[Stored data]
:::::

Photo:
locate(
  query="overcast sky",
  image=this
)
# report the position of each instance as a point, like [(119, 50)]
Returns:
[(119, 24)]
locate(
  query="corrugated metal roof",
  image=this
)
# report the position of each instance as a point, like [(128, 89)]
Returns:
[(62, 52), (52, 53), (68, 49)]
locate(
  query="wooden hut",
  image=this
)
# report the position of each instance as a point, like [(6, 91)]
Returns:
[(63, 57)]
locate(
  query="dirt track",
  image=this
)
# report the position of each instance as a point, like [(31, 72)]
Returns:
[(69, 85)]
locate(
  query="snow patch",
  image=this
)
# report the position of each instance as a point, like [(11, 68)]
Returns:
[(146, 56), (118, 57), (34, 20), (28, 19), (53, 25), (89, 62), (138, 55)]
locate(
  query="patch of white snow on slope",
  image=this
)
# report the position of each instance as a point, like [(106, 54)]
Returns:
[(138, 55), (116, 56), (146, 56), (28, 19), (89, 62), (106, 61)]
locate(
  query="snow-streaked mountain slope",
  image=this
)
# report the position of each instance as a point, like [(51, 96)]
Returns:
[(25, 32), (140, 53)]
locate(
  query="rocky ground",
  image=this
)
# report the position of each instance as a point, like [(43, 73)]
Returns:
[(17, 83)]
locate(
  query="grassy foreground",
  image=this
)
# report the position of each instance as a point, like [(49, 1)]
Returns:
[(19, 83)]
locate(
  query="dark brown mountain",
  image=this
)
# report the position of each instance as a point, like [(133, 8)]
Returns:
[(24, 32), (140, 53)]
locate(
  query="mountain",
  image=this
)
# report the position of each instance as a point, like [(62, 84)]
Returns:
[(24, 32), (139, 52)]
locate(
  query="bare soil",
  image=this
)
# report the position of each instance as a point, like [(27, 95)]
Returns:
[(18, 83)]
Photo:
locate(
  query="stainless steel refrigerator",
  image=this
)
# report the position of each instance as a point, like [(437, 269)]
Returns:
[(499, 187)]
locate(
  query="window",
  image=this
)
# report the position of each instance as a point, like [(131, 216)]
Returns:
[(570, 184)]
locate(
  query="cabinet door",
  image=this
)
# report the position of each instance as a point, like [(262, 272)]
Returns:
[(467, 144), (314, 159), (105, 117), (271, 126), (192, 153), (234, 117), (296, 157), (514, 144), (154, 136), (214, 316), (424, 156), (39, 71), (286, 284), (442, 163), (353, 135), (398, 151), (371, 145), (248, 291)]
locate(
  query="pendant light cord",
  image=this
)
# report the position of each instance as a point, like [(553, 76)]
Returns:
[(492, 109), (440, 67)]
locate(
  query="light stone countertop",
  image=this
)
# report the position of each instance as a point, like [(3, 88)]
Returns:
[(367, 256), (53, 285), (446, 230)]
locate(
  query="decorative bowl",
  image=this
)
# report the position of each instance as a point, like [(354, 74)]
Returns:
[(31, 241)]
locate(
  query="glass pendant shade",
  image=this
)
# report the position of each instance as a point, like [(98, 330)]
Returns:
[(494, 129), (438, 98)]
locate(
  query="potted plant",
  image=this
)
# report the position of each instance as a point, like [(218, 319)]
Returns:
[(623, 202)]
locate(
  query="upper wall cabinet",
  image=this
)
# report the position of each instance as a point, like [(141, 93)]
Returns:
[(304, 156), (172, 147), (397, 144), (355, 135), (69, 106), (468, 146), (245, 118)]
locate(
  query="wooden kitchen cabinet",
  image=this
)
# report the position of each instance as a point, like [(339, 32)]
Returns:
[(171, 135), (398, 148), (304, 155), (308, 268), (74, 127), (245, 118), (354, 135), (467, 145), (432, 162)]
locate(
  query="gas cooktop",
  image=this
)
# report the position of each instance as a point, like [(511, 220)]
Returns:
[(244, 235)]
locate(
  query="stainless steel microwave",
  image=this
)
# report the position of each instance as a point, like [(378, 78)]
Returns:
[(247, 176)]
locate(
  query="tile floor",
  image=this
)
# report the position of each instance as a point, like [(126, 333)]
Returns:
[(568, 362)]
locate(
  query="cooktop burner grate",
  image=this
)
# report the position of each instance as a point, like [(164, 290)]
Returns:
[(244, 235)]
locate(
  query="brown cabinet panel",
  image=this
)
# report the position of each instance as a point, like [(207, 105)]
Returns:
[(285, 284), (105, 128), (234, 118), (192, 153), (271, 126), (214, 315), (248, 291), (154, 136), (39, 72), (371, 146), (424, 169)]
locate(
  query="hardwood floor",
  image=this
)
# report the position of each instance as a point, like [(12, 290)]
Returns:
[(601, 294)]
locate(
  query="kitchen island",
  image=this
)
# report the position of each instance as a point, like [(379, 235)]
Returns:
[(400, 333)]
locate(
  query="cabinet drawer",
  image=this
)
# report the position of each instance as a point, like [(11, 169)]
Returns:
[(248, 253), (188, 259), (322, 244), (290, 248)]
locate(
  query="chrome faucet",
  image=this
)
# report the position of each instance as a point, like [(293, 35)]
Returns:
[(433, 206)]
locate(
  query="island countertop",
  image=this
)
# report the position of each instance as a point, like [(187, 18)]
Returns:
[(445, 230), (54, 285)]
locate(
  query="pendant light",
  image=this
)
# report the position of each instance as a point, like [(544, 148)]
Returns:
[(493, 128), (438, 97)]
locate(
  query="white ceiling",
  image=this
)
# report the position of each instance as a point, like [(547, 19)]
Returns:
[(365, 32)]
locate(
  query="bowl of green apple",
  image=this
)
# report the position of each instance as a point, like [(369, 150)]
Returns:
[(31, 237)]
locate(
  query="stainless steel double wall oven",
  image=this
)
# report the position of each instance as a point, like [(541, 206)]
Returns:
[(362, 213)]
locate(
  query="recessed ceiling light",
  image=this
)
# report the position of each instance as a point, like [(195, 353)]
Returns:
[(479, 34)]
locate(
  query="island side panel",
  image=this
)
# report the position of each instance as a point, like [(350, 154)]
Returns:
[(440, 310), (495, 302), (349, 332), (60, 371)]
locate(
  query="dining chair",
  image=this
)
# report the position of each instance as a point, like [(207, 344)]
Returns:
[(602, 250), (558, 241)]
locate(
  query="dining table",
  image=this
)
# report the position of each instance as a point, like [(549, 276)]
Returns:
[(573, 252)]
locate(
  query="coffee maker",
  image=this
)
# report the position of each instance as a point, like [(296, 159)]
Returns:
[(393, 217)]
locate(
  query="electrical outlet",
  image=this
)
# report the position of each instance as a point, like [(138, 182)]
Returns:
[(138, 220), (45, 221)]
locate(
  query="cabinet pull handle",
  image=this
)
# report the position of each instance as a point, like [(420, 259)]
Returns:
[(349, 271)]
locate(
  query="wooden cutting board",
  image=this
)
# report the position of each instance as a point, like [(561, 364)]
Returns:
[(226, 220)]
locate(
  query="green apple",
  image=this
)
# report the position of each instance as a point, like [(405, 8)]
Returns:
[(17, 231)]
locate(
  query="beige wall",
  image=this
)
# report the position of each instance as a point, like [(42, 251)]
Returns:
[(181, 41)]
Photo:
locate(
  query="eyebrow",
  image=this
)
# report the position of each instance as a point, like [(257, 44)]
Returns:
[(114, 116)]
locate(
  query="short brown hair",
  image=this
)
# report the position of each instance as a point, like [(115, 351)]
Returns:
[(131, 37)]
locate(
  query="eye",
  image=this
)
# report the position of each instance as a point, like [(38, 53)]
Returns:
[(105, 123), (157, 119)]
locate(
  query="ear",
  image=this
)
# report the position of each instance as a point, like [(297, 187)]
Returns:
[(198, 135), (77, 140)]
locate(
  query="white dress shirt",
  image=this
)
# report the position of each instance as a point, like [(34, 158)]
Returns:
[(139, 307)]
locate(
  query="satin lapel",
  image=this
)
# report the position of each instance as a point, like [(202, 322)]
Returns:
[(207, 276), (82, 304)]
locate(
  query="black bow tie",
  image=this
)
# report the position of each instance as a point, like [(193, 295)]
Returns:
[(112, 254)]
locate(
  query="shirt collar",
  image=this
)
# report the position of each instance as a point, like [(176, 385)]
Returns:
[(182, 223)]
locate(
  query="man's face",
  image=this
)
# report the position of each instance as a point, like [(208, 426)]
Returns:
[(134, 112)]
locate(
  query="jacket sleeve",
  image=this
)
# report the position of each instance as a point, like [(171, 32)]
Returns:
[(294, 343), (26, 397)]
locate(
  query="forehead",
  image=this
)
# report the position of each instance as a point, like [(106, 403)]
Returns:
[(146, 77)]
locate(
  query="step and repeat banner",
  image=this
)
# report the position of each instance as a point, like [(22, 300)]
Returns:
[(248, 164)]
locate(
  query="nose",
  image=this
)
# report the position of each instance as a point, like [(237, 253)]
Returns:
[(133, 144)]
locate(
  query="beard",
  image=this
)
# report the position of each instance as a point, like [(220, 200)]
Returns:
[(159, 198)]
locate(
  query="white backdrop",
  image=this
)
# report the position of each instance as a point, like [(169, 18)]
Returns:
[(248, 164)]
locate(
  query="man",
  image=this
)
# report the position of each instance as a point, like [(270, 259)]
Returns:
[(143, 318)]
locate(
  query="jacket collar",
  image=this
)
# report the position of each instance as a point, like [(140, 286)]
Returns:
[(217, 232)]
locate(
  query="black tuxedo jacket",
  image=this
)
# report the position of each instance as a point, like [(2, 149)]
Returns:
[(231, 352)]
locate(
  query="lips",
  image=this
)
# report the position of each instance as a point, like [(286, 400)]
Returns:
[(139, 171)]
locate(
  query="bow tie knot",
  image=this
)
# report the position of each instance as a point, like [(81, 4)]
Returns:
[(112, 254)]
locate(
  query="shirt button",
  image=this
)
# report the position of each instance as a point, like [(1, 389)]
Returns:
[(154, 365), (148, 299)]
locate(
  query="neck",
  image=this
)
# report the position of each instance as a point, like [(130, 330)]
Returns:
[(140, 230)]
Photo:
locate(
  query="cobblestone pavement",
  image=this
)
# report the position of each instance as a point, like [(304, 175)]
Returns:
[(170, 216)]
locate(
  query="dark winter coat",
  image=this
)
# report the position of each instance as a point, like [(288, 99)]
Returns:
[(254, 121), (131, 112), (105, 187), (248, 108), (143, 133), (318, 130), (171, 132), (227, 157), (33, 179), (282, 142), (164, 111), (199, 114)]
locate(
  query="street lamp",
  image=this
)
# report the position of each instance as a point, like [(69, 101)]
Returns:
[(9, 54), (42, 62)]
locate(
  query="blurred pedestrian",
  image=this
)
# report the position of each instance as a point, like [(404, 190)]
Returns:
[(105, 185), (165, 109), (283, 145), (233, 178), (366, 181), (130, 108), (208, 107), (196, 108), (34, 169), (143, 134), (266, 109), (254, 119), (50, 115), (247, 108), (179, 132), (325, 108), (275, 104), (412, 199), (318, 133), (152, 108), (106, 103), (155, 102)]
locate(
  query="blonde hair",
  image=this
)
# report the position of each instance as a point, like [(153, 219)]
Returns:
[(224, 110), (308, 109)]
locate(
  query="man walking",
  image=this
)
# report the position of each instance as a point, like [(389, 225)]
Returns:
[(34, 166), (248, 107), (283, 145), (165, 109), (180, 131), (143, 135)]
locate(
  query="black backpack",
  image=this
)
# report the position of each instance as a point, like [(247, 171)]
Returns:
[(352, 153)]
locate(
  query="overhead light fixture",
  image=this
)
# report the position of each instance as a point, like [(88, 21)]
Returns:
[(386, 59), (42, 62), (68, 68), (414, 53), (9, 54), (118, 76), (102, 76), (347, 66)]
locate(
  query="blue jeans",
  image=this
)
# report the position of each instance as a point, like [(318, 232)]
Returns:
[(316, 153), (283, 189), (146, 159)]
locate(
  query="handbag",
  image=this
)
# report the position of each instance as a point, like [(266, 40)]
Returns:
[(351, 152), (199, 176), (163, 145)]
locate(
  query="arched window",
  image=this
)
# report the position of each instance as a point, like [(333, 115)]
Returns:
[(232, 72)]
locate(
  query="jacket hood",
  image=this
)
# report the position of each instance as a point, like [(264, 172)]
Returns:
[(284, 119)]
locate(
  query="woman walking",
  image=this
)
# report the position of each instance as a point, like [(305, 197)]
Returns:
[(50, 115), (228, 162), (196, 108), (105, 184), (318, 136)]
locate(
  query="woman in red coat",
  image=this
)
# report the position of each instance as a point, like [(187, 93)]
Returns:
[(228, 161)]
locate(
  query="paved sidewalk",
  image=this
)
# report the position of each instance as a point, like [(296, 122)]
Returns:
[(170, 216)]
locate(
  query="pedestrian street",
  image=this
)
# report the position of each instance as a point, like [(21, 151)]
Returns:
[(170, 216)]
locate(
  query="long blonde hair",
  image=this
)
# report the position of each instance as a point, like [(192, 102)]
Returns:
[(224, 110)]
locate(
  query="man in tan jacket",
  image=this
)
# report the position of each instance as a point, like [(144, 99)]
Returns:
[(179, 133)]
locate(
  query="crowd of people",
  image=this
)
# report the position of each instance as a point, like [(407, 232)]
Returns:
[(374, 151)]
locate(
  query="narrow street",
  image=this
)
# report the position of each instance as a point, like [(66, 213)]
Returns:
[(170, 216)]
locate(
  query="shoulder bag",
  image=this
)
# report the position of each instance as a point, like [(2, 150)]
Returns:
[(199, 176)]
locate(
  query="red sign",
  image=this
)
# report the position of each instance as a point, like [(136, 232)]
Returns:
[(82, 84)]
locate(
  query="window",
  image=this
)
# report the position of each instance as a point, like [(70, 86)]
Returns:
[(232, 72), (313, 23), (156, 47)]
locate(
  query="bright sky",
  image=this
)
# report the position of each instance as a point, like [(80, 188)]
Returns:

:::::

Written task → Pick out every line in the listing above that contains the word "countertop" and copy each one.

Final result →
  query="light stone countertop",
  query="island countertop",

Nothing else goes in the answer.